- **Brief**
The lines from the start of the records below through the line containing "Category: snow-covered spruce tree" are to be copied exactly, both ends included, with nothing added.

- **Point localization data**
..............................

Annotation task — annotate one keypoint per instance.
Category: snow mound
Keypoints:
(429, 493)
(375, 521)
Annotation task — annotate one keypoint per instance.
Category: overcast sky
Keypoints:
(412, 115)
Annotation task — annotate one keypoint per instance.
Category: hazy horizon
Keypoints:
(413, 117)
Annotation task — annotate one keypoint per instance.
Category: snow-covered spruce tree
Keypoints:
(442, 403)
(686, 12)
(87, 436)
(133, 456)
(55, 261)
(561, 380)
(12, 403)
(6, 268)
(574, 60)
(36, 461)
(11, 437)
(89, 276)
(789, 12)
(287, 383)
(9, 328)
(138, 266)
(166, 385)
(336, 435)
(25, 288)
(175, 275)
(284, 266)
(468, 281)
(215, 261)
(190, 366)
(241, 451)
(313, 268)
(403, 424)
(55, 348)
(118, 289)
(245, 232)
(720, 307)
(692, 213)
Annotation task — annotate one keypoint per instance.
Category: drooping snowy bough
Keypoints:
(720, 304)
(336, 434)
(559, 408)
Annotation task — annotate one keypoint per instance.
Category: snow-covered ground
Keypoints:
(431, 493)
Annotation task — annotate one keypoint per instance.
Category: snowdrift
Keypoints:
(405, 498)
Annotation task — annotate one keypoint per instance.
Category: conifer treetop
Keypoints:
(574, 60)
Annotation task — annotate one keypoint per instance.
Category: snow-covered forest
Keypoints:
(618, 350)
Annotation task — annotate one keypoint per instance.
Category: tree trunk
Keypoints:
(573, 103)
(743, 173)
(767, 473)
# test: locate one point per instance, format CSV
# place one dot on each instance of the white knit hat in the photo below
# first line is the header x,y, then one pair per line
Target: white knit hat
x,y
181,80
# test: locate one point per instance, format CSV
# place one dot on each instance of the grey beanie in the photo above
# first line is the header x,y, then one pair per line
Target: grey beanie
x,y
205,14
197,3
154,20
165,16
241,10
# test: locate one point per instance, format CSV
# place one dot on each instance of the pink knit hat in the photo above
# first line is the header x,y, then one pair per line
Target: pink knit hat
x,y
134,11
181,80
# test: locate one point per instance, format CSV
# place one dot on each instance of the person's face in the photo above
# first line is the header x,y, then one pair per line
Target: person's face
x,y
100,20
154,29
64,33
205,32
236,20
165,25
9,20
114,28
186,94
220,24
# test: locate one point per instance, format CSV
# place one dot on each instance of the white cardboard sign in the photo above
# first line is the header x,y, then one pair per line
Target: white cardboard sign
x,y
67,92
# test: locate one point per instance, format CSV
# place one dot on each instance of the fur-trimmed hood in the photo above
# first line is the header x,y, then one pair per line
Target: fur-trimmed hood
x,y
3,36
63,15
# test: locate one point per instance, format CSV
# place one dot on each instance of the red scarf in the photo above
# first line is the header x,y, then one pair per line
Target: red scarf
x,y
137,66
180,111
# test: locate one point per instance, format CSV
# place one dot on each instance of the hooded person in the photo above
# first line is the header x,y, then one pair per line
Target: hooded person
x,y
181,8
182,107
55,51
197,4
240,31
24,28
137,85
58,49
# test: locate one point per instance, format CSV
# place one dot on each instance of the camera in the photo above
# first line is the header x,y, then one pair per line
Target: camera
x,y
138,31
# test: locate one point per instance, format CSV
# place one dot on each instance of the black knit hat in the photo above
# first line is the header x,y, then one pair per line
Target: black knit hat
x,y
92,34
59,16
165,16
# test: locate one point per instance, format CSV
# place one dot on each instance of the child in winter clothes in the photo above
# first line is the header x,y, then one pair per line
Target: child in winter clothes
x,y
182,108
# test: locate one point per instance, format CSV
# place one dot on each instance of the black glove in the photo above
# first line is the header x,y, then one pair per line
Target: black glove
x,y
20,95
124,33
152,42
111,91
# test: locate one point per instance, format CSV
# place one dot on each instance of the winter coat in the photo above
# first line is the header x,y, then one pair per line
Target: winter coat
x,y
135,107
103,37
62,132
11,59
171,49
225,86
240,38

..............................

- **Answer space**
Annotation task — annotate one keypoint per instance.
Category: snow mound
Keypoints:
(429, 493)
(375, 521)
Annotation task — annotate one keypoint per instance.
Category: overcast sky
Keypoints:
(412, 115)
Annotation task — annotate one keypoint per instance.
Category: hazy horizon
Keypoints:
(413, 117)
Annotation task — annotate one keypoint per instance.
Category: snow-covered spruce tree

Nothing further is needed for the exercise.